» **Text segment**
====

Mr Yaxley confirmed that UNHCR had delivered 435 tents to the hub at Balikpapan airport, on the neighbouring island of Borneo earlier on Friday. The relief items were delivered to Indonesian authorities, which assisted with transferring them to Sulawesi.
Another 1,305 tents will be delivered to Balikpapan in “the next few days”, he added, noting that this initial consignment will provide “much-needed shelter” to around 6,500 of the most vulnerable.
Far more material and psychological assistance will be required, however, and additional emergency tents, sleeping mats, mosquito nets and solar lamps will be delivered in the coming weeks.
‘Strong resilience’ of survivors continues
“There remains a strong resilience, with people helping each other where they can and simply by sharing their stories,” Mr Yaxley said. “One woman said that she felt ‘lucky’ that she had only lost her father, and that her husband and son had survived.”
Another 10 “mobile storage hubs” are being set up around Palu and Donggala “to ensure the smooth flow and distribution of aid to where it is needed”, WFP said in a statement.
“WFP is due to have 40 trucks in operation in and around Palu by 20 October,” said spokesperson Hervé Verhoosel. “These trucks will be available to all partners through a common services agreement for transporting and distributing aid.”

====

» **Records shown**
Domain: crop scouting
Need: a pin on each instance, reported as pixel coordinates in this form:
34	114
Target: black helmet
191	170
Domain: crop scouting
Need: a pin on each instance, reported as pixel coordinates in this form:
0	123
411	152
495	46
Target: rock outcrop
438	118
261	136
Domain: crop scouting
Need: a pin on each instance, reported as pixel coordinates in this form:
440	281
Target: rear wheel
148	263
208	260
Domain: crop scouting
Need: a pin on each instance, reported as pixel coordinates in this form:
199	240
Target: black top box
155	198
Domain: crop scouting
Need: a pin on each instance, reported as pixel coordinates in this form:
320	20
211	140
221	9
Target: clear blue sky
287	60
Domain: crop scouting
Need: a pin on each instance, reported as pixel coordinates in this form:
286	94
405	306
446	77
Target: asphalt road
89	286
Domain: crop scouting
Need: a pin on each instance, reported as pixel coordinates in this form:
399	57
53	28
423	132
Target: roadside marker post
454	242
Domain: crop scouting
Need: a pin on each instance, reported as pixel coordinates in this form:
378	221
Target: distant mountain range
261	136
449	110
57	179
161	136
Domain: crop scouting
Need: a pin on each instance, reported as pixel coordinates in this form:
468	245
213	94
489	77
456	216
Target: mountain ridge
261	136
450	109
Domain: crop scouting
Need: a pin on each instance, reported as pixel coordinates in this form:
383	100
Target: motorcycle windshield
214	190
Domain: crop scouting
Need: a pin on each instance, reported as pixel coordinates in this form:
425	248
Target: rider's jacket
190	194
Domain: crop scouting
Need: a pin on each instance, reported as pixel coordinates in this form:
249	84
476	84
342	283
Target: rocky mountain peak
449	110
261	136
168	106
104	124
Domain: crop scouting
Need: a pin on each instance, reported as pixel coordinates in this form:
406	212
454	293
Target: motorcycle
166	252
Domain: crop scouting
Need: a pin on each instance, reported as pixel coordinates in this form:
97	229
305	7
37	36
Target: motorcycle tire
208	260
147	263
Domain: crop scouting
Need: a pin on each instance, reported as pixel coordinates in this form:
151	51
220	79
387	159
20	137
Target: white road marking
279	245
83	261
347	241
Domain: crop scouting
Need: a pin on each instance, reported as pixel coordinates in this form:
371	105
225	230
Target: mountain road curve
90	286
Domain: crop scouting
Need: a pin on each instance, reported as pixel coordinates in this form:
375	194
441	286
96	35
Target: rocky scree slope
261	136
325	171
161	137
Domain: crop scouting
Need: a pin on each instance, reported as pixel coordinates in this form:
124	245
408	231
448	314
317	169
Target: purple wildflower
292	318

====

» **Required task 1**
In the aid report, how many trucks is WFP due to have in operation in and around Palu by 20 October?
» **Required task 2**
Collect every line in the rows that contains the word "rocky".

» **Complete response 1**
40 trucks.

» **Complete response 2**
Target: rocky mountain peak
Target: rocky scree slope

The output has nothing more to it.